[begin GIVEN RECORDS]

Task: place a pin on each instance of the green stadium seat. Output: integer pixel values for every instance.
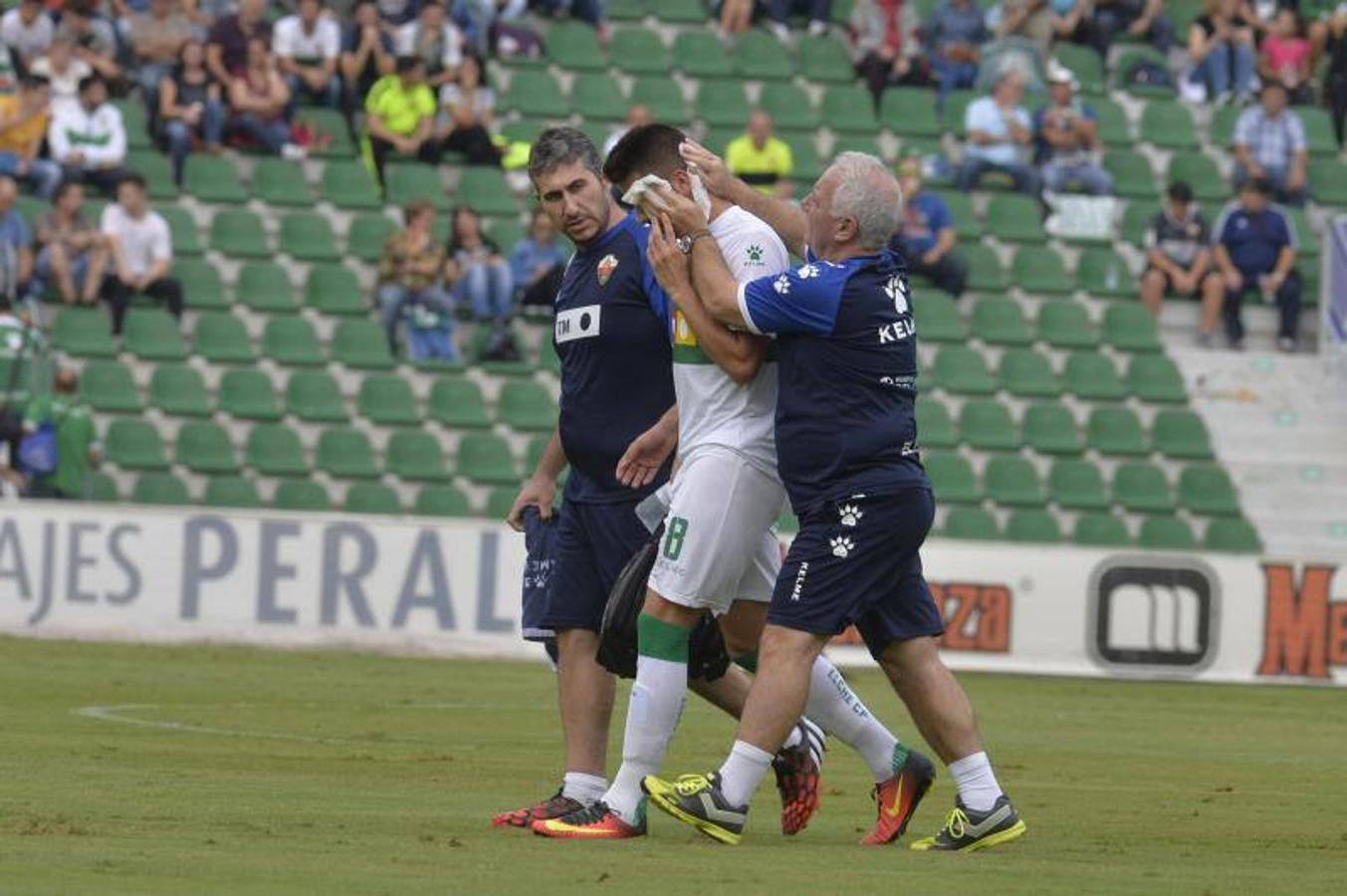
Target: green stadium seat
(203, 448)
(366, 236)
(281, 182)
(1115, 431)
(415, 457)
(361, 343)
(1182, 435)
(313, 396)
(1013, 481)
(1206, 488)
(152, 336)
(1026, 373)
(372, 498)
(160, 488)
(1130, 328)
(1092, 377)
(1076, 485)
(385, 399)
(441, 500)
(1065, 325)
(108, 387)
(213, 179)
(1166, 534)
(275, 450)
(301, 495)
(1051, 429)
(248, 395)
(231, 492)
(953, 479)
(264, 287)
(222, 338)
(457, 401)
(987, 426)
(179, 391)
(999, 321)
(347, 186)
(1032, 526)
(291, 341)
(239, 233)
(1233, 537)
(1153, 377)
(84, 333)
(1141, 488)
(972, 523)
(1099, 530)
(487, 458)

[end GIVEN RECORDS]
[begin GIVEN RECORDS]

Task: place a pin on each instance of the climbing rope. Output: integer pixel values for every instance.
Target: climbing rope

[end GIVEN RECORDS]
[begin GIVEN RECORDS]

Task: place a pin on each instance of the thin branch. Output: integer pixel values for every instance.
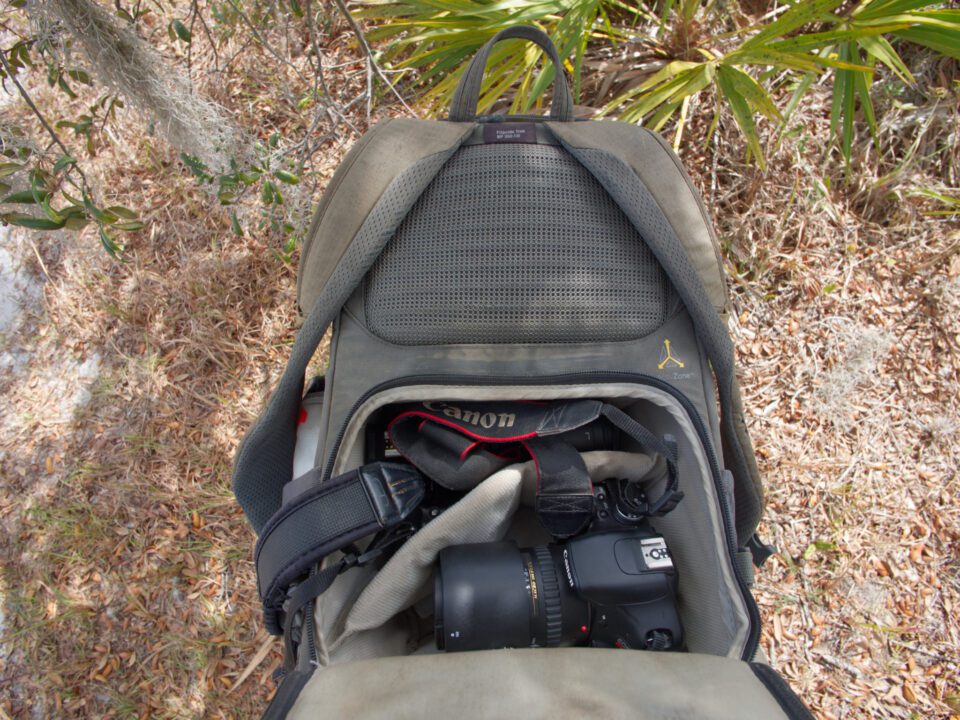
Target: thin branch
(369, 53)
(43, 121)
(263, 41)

[end GIVEN RECORDS]

[REQUIREMENTS]: Starting with the line that contains "Task: place a pin on each instance of the climbing" and going on through the line that contains "Target: climbing rope", substitute "ladder" for "rope" and leave everything else unchanged. Give back only those lines.

[EXERCISE SOLUTION]:
Task: place a pin on each instance of the climbing ladder. Output: integer pixel values for every instance.
Target: climbing ladder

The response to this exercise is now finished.